━━━━━ Texte fourni ━━━━━

(Pénible de lire sur l'écran. J'ai raccourci ce copié-collé d'Août 1976.)
... Depuis une semaine, le doute me bouffe. Depuis une semaine, j'interroge chaque matin l'arbre de l'autre côté de la fenêtre : Quoi de neuf aujourd'hui ? Et chaque matin les feuilles me répondent :Tout ! En route, on a besoin de toi...
Il y a presque un mois, Ethève m'a téléphoné de St Philippe. Ou plutôt, c'est le commerçant qui m'a transmis qu'Ethève voulait castrer son taureau-charrette.[...] Cette bête lui avait écrasé le pied par mégarde, et Firmin Ethève avait la rancune émasculante !
C'est loin, St Philippe, et le client habite plus haut, sur les pentes du volcan. On avait pris rendez-vous dans quelques jours à la boutique. [...] Mais surchargé de boulot, j'ai reporté la veille par téléphone à deux ou trois reprises. Alors la semaine dernière, on s'était entendu pour le lendemain vers 17h-17h30...
En fin d'après-midi, je suis arrivé au petit magasin. Ethève et son taureau étaient là depuis 5 h le matin. Erreur de translation horaire ? Descendus des hauts à pied, l'homme et sa bête m'avaient attendu toute la journée , l'un attaché au mur, l'autre au comptoir de la boutique. P'tit rhum après l'autre, Ethève, bien mûr, plastronnait parmi d'autres gens pas plus frais que lui [...]
Dans un coin, le taureau de 7-800 kg m'a jeté un coup d'oeil digne et consterné.
Castrer un taureau à la pince est plutôt facile. Pas de bistouri, pas de sang, pas d'anesthésie car l'intervention est moins douloureuse que de poser une boucle d'identification à l'oreille. [Je passe sur la technique] Deux conditions indispensables : Une corde en huit aux jarrets par sécurité personnelle. Et fixer la tête immobile contre un arbre ou un poteau : Tête bloquée, l'animal est obnubilé, paralysé pendant les quelques minutes suffisantes. J'ai une centaine de castrations à mon actif...
Près de la boutique, un poteau téléphonique s'offre à l'emploi, mais l'alcool aidant, Ethève refuse mon protocole : Il tiendra lui-même la tête de son taureau , annonce-t-il alentour. J'insiste : Il faut absolument fixer les cornes au poteau, mais Ethève refuse, prend le public à témoin, le ton monte... Et il amène le taureau au poteau contre lequel il s'est adossé en tenant l'animal par le fer du nez dans une posture bravache.

━━━━━ Données étudiées ━━━━━

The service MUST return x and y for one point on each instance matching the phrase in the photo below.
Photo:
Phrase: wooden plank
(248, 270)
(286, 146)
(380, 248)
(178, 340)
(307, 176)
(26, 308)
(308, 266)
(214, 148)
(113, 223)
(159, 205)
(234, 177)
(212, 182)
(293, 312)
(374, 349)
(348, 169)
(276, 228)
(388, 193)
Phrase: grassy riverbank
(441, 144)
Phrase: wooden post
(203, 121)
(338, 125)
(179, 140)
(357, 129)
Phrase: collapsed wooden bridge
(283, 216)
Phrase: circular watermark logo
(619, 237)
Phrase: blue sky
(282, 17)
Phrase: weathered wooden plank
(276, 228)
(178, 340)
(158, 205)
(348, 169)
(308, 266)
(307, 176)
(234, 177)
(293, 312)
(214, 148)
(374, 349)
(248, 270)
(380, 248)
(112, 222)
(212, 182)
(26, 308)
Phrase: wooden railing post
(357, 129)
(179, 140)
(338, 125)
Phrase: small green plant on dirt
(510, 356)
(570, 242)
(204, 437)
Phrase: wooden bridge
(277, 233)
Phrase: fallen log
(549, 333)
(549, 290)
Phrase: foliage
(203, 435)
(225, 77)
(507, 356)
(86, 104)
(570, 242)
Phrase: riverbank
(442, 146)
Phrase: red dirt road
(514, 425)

━━━━━

#### Consigne
Pourriez-vous reproduire le passage du récit sur le taureau d'Ethève, depuis « En fin d'après-midi, je » et en poursuivant jusqu'à « digne et consterné. » ? Les enregistrements ne jouent ici aucun rôle.

#### Résultat attendu
En fin d'après-midi, je suis arrivé au petit magasin. Ethève et son taureau étaient là depuis 5 h le matin. Erreur de translation horaire ? Descendus des hauts à pied, l'homme et sa bête m'avaient attendu toute la journée , l'un attaché au mur, l'autre au comptoir de la boutique. P'tit rhum après l'autre, Ethève, bien mûr, plastronnait parmi d'autres gens pas plus frais que lui [...]
Dans un coin, le taureau de 7-800 kg m'a jeté un coup d'oeil digne et consterné.